Document extract:
The hard drive is rarely considered the primary cause in bottleneck cases; we usually tend to suspect the applications installed on the server.
People often think the source of system performance issues is either disk corruption or insufficient disk space, but Physical Disk: %disk time and Physical Disk: Current Disk Queue Length are equally important metrics that work in parallel. There are few other ways to detect hard drive problems using other metrics, but for now I will only focus on these two performance counters.
Physical Disk: %disk time monitors the percentage of time that the disk is in use. If it runs over 90%, then the system is struggling.
Physical Disk: Current Disk Queue Length indicates both the number of requests being served and the number currently waiting for disk access. This number should fluctuate, and not exceed 1.5 to 2 times the number of spindles1 that make up the physical disk.
Figure 1: shows a healthy hard drive. Notice the Current Disk Queue Length (green line) is sometimes high, but it’s not an indication of a bottleneck since the %Disk time (red line) is below 90%.
Figure 2: When the peak stalls at high number, e.g., +90% (the vertical red line), then you must monitor the Current disk queue length (red circle). If the queue length number exceeds 2 or 4 (depending on the number of spindles), this is a good indication of a bottleneck.
Solution:
If you confirm that the hard drive is having issues, here are some steps to follow:
1- Run a defrag on the server: it is strongly recommended to do this OFF hours
2- Move some heavily used files and folders to another disk (not a partition) or another server, such as log files and the mail queue (if possible)
3- Run the command CHKDSK (without /F) to see if you have any disk problems
4- If you are using RAID, make sure that you are using write-back mode
5- Or, finally, get a new hard drive with a higher rpm (10000 or 15000 rpm).
1 The spindle is a shaft that holds the hard disk assembly and rotates the platter(s) at a speed that ranges from 5400 to 15000 rpm
Indeed, Al. How many times do Support teams spend hours debugging a case, running through all applications only to find the issue is a faulty drive. And worse, the faults occur unpredictably and are very hard to reproduce. Prevention is the key and maintenance of drive health.
How about a post on those cases?

Entries shown:
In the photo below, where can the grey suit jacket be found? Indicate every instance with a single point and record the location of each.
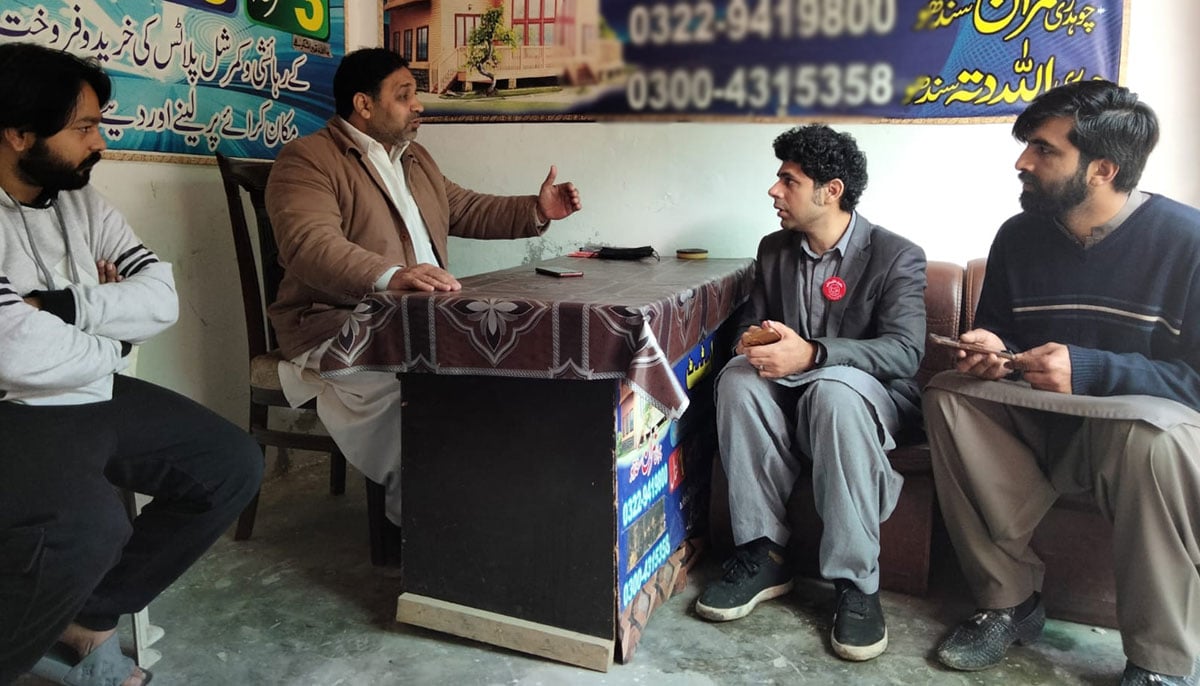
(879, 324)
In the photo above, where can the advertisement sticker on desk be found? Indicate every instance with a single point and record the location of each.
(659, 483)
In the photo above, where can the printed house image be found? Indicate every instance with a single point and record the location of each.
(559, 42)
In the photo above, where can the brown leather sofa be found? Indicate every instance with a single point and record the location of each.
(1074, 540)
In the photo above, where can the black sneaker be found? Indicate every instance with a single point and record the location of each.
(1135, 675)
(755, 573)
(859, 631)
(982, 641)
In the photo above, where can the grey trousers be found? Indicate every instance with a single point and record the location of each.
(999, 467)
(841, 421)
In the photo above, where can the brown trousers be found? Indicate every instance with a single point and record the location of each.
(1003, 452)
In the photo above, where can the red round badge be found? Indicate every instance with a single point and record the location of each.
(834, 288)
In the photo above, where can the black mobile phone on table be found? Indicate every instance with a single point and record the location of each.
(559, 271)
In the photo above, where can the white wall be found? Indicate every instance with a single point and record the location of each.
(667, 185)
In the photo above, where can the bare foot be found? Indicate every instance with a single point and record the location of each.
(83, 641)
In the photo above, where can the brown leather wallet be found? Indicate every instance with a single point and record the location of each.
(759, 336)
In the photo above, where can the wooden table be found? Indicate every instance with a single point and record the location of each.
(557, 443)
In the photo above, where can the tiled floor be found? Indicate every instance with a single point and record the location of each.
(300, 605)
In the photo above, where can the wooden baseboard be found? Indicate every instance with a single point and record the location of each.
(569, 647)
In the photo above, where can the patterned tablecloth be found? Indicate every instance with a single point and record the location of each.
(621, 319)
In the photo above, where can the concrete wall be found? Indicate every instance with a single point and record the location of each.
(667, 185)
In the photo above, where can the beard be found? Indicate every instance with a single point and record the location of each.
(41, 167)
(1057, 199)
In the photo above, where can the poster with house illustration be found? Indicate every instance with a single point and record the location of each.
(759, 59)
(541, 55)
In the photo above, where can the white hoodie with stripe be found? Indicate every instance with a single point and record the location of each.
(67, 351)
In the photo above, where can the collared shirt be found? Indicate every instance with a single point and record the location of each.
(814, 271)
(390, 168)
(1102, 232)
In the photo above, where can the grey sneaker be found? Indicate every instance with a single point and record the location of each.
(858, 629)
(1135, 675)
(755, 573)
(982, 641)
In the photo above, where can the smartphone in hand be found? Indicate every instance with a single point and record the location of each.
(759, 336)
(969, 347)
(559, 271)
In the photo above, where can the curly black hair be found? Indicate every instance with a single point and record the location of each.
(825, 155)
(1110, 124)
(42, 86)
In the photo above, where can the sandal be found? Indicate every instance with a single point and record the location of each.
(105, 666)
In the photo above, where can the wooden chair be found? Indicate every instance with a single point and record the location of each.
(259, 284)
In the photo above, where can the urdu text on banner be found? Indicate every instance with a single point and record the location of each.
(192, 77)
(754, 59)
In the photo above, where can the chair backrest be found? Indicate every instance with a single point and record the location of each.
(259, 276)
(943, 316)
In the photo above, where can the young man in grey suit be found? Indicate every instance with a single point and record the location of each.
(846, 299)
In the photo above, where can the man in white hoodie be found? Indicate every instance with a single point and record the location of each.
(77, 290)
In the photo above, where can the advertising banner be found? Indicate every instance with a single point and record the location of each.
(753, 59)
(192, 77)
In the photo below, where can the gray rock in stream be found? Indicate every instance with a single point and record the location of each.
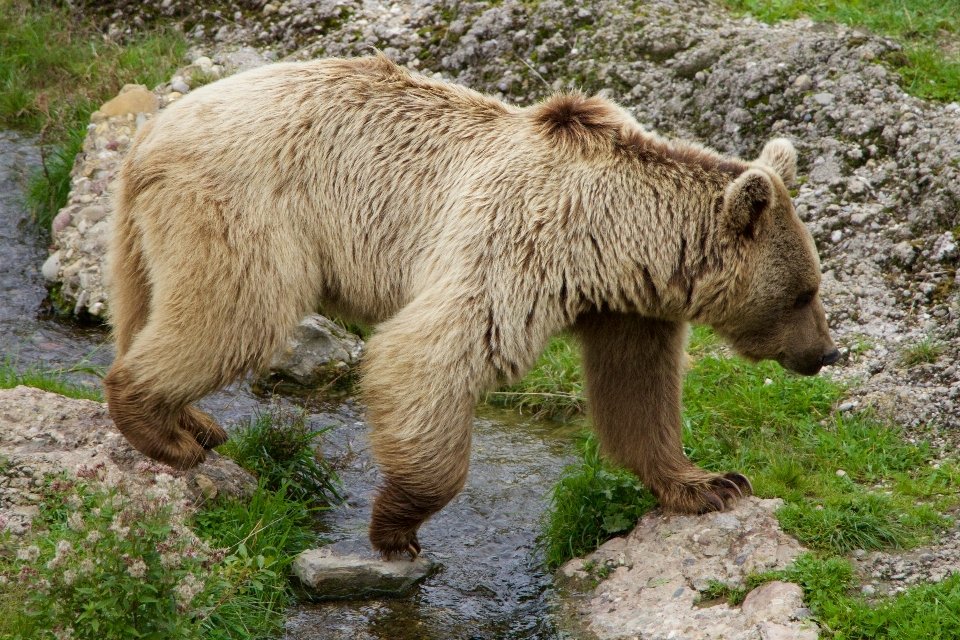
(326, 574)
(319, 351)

Written tasks:
a: In the disk performance text, update the part that opens with the words "Physical Disk: Current Disk Queue Length indicates" and closes with "is below 90%.", changing "Current Disk Queue Length" to "Avg. Disk Queue Length".
b: Lay out the rows, starting with the line containing "In the photo above, where can the brown trousers" and ending with the line containing "(1003, 452)", as a Markdown table with the columns Row and Line. Give each line its row number and omit blank lines.

Full answers:
a:
Physical Disk: Avg. Disk Queue Length indicates both the number of requests being served and the number currently waiting for disk access. This number should fluctuate, and not exceed 1.5 to 2 times the number of spindles1 that make up the physical disk.
Figure 1: shows a healthy hard drive. Notice the Avg. Disk Queue Length (green line) is sometimes high, but it’s not an indication of a bottleneck since the %Disk time (red line) is below 90%.

b:
| Row | Line |
|---|---|
| 1 | In the photo above, where can the brown trousers be found? Indicate every instance with a single point and record the location of each. |
| 2 | (1003, 452) |